**Exercise description:** The records below should be printed once more, exactly as they appear.

**Excerpted records:**
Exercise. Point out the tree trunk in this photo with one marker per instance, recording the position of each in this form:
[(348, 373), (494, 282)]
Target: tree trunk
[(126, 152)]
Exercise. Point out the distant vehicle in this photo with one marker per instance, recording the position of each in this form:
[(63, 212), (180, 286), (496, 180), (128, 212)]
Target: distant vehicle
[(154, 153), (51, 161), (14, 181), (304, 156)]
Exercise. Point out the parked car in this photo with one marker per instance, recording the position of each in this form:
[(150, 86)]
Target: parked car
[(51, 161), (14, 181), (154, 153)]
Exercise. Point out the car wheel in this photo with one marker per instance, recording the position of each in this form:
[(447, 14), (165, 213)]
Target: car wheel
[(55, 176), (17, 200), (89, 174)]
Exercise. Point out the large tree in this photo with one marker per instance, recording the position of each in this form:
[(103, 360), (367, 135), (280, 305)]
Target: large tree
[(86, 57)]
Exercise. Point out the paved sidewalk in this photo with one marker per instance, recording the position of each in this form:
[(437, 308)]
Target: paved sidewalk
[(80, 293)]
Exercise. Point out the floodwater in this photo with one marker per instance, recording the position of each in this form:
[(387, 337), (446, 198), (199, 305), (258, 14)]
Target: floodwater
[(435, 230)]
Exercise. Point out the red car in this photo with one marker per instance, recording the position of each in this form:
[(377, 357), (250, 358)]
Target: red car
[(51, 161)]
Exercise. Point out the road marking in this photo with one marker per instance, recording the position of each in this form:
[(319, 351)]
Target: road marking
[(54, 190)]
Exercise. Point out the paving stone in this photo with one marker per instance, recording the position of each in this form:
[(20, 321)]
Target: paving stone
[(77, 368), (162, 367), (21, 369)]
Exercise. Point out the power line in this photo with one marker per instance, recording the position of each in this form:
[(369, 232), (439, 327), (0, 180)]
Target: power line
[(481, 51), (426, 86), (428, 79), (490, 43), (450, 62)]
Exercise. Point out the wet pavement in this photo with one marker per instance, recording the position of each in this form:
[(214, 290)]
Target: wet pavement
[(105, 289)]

**Result for this task:**
Exercise. Point out the tree trunk in this photo with one marker per instance, recording the position of each in this form:
[(348, 373), (494, 282)]
Target: tree trunk
[(126, 152)]
Exercise. Point out the distant vehicle in this photo with one marker per instance, recording the position of each in this form:
[(63, 212), (180, 286), (496, 180), (128, 212)]
Target: distant vehicle
[(154, 153), (51, 161), (14, 181), (304, 156)]
Exercise. Point out the parked car in this photo with one marker per instance, recording the position of each in this form:
[(150, 86)]
Target: parked car
[(51, 161), (14, 181), (154, 153)]
Exercise. Point out the car wheel in this photo with one marker per instance, recording the position of each in this form:
[(447, 14), (165, 213)]
Target: car wheel
[(55, 176), (17, 200), (89, 174)]
Exercise. Point out the large tree in this photo with one marker per instance, recording the position of each in this form:
[(103, 360), (367, 135), (280, 305)]
Target: large tree
[(86, 57)]
Exercise. Point out the paved sidewalk in this photo with one marker per instance, recording the position of each in this form:
[(437, 308)]
Target: paved sidewalk
[(80, 293)]
Exercise. Point out the floodwater in this photo with one marker per instance, recording the position of each in this form:
[(387, 337), (446, 198), (199, 305), (258, 14)]
Target: floodwater
[(435, 230)]
Exercise. Point out the red car in this photo with one marker per instance, recording the position of each in this form:
[(377, 357), (250, 358)]
Target: red car
[(51, 161)]
Exercise. Point out the road marking in this photo with one marker per instance, recording the position of each in this form:
[(319, 351)]
Target: road marking
[(54, 190)]
Exercise. Point out the paving stone in this photo with one marker per instance, recording the position of each in this form:
[(20, 321)]
Target: paving stone
[(77, 368), (162, 367), (21, 369)]
Exercise. Point out the power line in this photo with one marker per instance, recording the position of each in this form:
[(369, 232), (439, 327), (0, 180)]
Target: power line
[(481, 51), (426, 86), (428, 79), (490, 43), (450, 62)]
Exercise. Point out the wet pavement in this photo with one marker per instance, recording the position of each in this form:
[(214, 290)]
Target: wet pavement
[(105, 289)]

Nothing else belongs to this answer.